= Source extract =
Taking the decision to invest is fairly straight-forward – you have some spare income or a lump sum and you want to save, whether that’s for a house, a holiday or a pension.
But deciding upon where and how to make your investments is a far more complex issue and one with which Hartsfield ably assists its clients, by using a wealth of experience we have built up over decades.
So how would the team here at Hartsfield Financial Services go about investing your money?
Our investment proposition starts with assessing your attitude to risk, which will be based on both a questionnaire and a detailed conversation with you. By discussing your circumstances with you, we can establish not only how much risk you are prepared to take, but also how much risk you can afford to take. By exploring and explaining the risks up front, we reduce the chances of you getting any unexpected surprises later.
Once we’ve agreed on your risk profile, we can clarify your investment goals. You wouldn’t start on a journey without knowing where you want to go and the same principle applies to investment planning.
This approach gives us a clear mandate to recommend a portfolio which matches your circumstances and objectives and may include one of our own managed portfolios.
We currently manage five portfolios, which have been running for some five years and which consistently out-perform their peers as well as their benchmarks.
How do we judge our performance?
At Hartsfield, we have an in-house investment committee chaired by our MD and comprising our investment analysts and senior financial planners.
At our quarterly meetings, we review in detail how each portfolio is performing, drill down into extensive data and reports on the asset allocation and the individual funds and, where necessary, agree on any changes which need to be made.

= Directive 1 =
Rework the passage on investing with Hartsfield from "Taking the decision" to "unexpected surprises later.", putting "one-off payment" in place of "lump sum".
= Directive 2 =
Carry on the passage on investing with Hartsfield, starting right after its last sentence.

= Provided data =

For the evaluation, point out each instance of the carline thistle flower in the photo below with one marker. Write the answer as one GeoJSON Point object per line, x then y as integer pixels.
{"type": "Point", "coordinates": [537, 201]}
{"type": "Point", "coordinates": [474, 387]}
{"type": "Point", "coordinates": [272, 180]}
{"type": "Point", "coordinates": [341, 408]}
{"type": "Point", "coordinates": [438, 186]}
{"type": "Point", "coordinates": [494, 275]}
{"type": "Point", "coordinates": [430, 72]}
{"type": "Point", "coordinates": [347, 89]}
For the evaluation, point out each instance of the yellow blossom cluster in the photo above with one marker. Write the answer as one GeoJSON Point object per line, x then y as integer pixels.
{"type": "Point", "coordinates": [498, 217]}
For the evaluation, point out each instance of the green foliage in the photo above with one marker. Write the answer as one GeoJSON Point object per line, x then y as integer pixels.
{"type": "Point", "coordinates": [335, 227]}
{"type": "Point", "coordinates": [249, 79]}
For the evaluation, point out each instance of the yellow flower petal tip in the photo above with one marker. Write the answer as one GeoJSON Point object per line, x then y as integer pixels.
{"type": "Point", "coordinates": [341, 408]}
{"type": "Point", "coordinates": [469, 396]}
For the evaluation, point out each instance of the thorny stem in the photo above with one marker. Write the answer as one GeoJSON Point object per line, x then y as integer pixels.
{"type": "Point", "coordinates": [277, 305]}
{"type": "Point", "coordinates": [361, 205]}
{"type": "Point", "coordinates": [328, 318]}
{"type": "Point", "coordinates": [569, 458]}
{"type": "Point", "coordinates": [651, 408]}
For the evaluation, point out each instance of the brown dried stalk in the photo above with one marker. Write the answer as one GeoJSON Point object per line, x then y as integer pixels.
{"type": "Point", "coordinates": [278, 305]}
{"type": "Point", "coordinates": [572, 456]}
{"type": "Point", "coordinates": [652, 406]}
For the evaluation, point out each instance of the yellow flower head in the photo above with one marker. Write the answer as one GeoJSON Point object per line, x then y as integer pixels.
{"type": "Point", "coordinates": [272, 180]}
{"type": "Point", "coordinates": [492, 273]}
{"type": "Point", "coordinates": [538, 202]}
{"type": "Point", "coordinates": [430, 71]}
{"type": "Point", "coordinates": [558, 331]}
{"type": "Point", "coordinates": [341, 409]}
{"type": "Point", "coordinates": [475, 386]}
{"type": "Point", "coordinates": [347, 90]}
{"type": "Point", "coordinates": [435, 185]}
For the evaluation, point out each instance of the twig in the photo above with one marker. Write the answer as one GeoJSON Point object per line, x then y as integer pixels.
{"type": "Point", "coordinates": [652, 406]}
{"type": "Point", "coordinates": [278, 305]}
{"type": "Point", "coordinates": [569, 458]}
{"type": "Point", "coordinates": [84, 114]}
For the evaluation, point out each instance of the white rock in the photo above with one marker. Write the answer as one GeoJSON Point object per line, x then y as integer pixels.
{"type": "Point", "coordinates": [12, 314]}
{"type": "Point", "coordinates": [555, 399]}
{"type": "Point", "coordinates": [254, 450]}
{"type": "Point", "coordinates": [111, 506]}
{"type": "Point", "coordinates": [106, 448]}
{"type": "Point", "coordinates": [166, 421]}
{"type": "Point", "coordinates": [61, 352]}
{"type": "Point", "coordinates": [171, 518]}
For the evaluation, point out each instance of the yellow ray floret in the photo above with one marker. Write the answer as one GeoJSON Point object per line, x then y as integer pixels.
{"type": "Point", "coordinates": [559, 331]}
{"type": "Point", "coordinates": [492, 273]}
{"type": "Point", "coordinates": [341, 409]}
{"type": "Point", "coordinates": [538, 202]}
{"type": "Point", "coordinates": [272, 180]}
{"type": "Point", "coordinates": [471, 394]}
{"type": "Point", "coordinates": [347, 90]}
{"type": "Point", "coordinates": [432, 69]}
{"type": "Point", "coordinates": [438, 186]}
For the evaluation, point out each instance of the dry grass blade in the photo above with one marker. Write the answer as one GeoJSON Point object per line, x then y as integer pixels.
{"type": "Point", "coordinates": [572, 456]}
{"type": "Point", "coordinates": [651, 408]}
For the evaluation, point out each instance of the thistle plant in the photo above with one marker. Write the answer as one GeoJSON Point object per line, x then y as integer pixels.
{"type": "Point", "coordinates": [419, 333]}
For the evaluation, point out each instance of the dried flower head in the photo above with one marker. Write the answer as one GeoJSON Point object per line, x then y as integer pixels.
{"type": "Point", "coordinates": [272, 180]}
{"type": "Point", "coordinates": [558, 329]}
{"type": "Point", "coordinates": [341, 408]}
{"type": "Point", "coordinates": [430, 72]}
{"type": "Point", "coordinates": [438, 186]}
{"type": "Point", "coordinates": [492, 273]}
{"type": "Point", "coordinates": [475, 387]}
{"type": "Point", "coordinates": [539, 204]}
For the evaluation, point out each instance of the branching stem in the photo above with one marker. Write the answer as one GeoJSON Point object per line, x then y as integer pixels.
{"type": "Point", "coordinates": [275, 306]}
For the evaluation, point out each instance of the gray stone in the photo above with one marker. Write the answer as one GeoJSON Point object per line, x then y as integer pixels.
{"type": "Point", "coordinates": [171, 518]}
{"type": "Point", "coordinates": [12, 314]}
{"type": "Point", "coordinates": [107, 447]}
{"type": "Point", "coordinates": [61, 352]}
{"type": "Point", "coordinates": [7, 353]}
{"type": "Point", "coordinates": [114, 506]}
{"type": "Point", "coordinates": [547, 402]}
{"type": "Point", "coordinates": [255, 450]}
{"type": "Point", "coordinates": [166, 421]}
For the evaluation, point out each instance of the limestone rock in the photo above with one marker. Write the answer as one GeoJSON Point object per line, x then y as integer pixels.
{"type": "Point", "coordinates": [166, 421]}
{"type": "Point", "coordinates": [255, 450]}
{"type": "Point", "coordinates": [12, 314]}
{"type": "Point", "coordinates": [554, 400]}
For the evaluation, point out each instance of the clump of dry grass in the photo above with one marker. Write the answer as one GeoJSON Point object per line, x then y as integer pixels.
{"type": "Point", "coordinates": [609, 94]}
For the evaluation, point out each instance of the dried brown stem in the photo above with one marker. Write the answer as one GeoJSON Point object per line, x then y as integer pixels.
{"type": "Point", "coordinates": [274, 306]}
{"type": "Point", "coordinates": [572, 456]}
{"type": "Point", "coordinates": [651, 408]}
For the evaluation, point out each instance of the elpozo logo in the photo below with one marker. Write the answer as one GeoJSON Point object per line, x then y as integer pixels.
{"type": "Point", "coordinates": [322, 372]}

= Written answer 1 =
Taking the decision to invest is fairly straight-forward – you have some spare income or a one-off payment and you want to save, whether that’s for a house, a holiday or a pension.
But deciding upon where and how to make your investments is a far more complex issue and one with which Hartsfield ably assists its clients, by using a wealth of experience we have built up over decades.
So how would the team here at Hartsfield Financial Services go about investing your money?
Our investment proposition starts with assessing your attitude to risk, which will be based on both a questionnaire and a detailed conversation with you. By discussing your circumstances with you, we can establish not only how much risk you are prepared to take, but also how much risk you can afford to take. By exploring and explaining the risks up front, we reduce the chances of you getting any unexpected surprises later.

= Written answer 2 =
Active versus passive – where we stand
The debate over active versus passive management is an old one. There are arguments in favour of both, but at Hartsfield we are advocates of an active approach. This means we seek out professional fund managers who make all the decisions about where your funds are placed, based on their knowledge and research. Their aim is to bring you a higher return than the market would otherwise provide.
With passive management, your investments will track the market, and your return directly reflects how the market is performing.
Why do we favour active management? We believe the returns for our clients are better, and our evidence for this is the way our portfolios have out-performed their peers over the last few years.
You may be interested to know we don’t make any additional charges for active management.
The current market – is now a good time for investments?
Finally, if you’re dipping your toe in the water for the first time, you may be wondering whether now is a good time to invest, what with the markets responding to so much uncertainty over China, a potential “Brexit” and the Euro. Well, we’d say yes. In fact, we’d say almost any time is a good time to invest.
All markets are volatile; some are more volatile than others. However, all investment – whether that’s in pensions, ISAs, property, or any other of the many options available – need a long-term approach. The earlier you start your investments, and the longer you leave them before cashing them in, the greater the potential rewards.
How Can Hartsfield Help?
For information about, and help with, investing, please get in touch here with the team at Hartsfield.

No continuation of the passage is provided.